Explore the material
1. Condense the paragraph of the graduate admissions text that begins "Graduate programs get between" into a shorter version that keeps its main facts.
2. Go on with the graduate admissions text from its final sentence.

Reading passage
■ ■ ■ ■ ■ ■ ■

As one of my favorite professors once told me, “Only go to graduate school if you have to.” Assuming you have to, let’s see how it’s done.
Congratulations! You’ve been accepted into your first choice graduate program. They’re funding you for 5 years and they’re even helping you find housing. How did you get to this point? Well, let’s work backwards and see just what admissions committees base their decisions upon.
When they receive your packet (although, it’s now more likely to be a combination of online information and a packet) they get five pieces of information.
- College GPA
- Graduate Record Exam (GRE) score
- Statement of Purpose
- Letters of Recommendation
- Writing Sample
Some schools may also request a curriculum vitae or a personal history but the five mentioned above are required by every school you’ll apply to and should be your primary concern. Because you attend a state university you aren’t going to have the automatic recognition of a Harvard graduate. You are fighting an uphill battle and every piece of your packet must be as solid as possible. Your goal is to provide the admissions committee with a complete picture of you as a serious student and potential scholar.
Graduate programs get between 100-400 applications each year and award admission to only 5-20 candidates depending on the size of the program. Actually going over every piece of each application would be impractical (the writing samples alone amount to several thousand pages) so admissions committees look for ways to reduce their workload, cutting unqualified candidates using the easiest measures. Of the five pieces of information the schools receive, three involve writing and two are easy-to-comprehend numbers. Because these are the easiest to look through, admissions committees will often make their first cut based upon these measures. So, let’s start there.

■ ■ ■ ■ ■ ■ ■

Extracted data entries
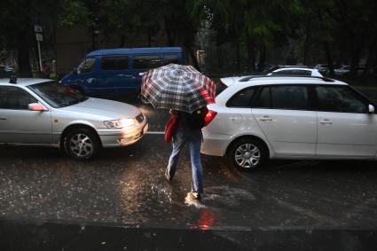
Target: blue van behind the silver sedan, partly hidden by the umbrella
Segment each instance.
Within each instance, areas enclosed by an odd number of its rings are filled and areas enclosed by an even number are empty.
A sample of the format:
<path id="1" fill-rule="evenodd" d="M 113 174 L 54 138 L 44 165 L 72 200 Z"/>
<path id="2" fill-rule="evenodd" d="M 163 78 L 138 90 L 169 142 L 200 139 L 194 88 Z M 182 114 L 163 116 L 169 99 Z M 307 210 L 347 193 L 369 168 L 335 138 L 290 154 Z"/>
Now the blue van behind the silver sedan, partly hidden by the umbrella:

■ ■ ■ ■ ■ ■ ■

Answers to the exercises
1. Graduate programs receive 100–400 applications a year and admit only 5–20 candidates, depending on program size. Reviewing every part of every application would be impractical, since the writing samples alone total several thousand pages. Admissions committees therefore cut unqualified candidates using the easiest measures. Three of the five required pieces involve writing and two are easy-to-comprehend numbers. Committees often make their first cut on those numbers, so that is where to start.

2.
There are some things you should keep in mind. While your overall GPA is important, schools will often emphasize either your last two years or classes that are in your major. Also, remember that you’re going to be applying during your senior year. You likely won’t have any grades from your senior year on the transcripts you sent to them. If you were hoping to have those grades offset some bad grades you received earlier you’re out of luck.
Obviously GPA is important. Most graduate programs have cutoffs around 3.0, but those they admit typically have much higher scores. If your undergraduate record is solid and you’re anticipating heading into your senior year with a 3.8, move on and focus on another part of your packet. If, however, you have some blemishes on your record, there are some things you can do.
First, get A’s in your remaining classes. It sounds obvious but that’s the best way to improve your GPA. Second, apply for academic renewal. You can use this to eliminate classes on your record that hurt you. However, it does eliminate the units that go along with the grades so if you need them to graduate it may not be helpful. Lastly, if your GPA still isn’t where you want it to be, consider taking more classes to bring it up. Just remember that they should be classes in your major.
The GRE is a standardized test similar to the SAT. It is scored from 200-1,600 and there are three parts: math, verbal, and writing. The test has many detractors but it, along with your GPA, will determine whether you get past the first cut. How important is your GRE score? I have a friend who graduated from UCI (a good school with a good sociology program) with a 3.89 GPA, great letters of recommendation from well-known professors, an interesting project that she had developed during an independent study program, but a GRE score of 1,130. She applied to six Ph.D. programs and didn’t get into one.
So that’s the bad news. The good news is that the GRE is a manageable test if you put in some effort. There are many prep classes and books. The classes will set you back a least a $1,000 whereas books will run you about $50. Are the classes worth it? If you have the money it might be a good idea but I think there’s a better way to go about preparing.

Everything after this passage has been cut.